== Fragmento del documento ==
#####

El nuevo orden de cosas se apoyó también en la creación de una nueva superestructura del saber y de las “formas de pensar”, o sea una ingeniería sociopolítica para crear el actual sistema de dominación. Aquí tuvieron especial relevancia las recomendaciones del abogado y luego Juez de la Corte suprema de EEUU, Lewis Powell, en 1971, de preparar una nueva elite dirigente libre de todo pensamiento de clase o alternativo ( http://rebelion.org/noticia.php?id=158701 ;http://reclaimdemocracy.org/powell_memo_lewis/ ). “Recomendaciones” que fueron llevadas a cabo en EEUU y en Europa mediante una expurgación radical en los sistemas de educación superior y en los medios de comunicación de masas, de las ideas vinculadas a las luchas de clase y la denuncia de la estructura de poder del sistema sociopolítico.

Es así que desde esa época comenzó en los centros de estudios de los países del capitalismo avanzado, con cambios de profesorado y modificaciones de los programas de estudio, la eliminación del pensamiento marxista, e incluso de las aristas más peliagudas del “progresista”, y la consagración del “pensamiento único” del orden neoliberal que hoy día caracteriza a la elite profesional que hace funcionar los gobiernos e instituciones internacionales y sus contrapartes nacionales ( http://agendacomunistavalencia.blogspot.com.es/2017/06/braudel-foucault-levi-strauss-y-la-cia.html ). La formación de esta elite fue un paso decisivo para “blindar el sistema” de cualquier intento de cambio, una gran obra de ingeniería social que consistió en “borrar del mapa social y político” no sólo los intereses de clase como motor de la lucha política y social, sino la propia existencia de las clases (en unas sociedades en las que ya todos éramos “clase media”).

#####

== Material ==
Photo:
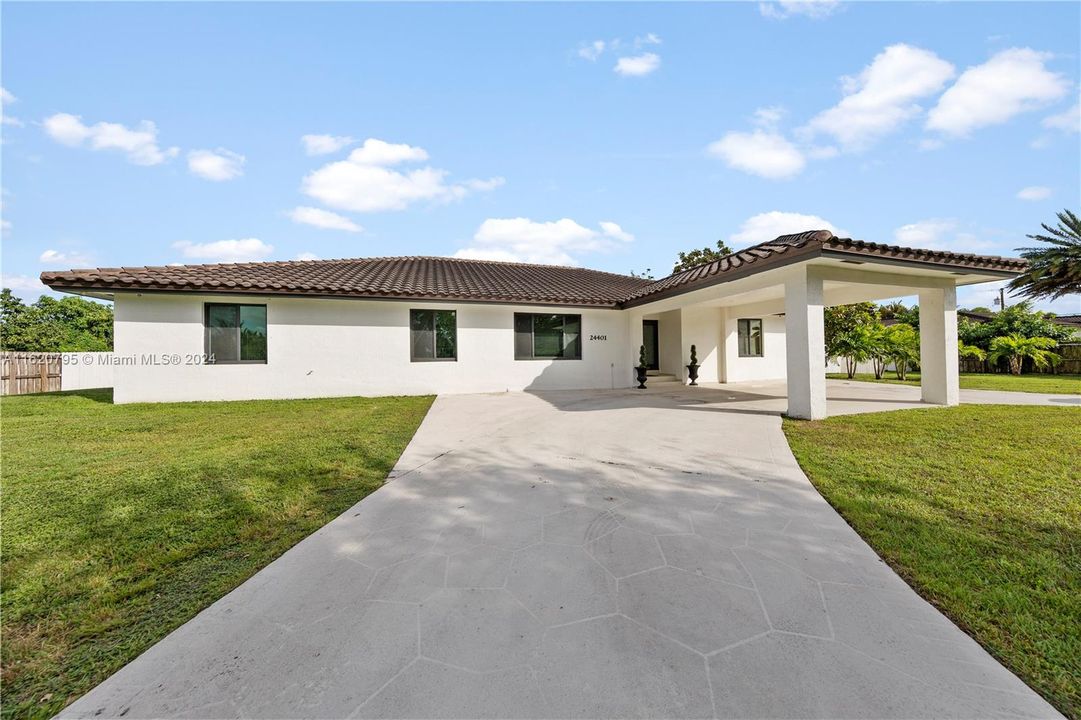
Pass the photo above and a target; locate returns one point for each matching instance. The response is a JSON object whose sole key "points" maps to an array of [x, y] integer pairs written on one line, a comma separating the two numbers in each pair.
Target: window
{"points": [[547, 336], [434, 335], [236, 333], [750, 338]]}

#####

== Qué hacer ==
Enumera todas las expresiones que el fragmento sobre la formación de la elite neoliberal pone entre comillas, sin contar las direcciones web. Los datos no son necesarios para resolver nada aquí.

== Resultado del ejercicio ==
- “formas de pensar”
- “Recomendaciones”
- “progresista”
- “pensamiento único”
- “blindar el sistema”
- “borrar del mapa social y político”
- “clase media”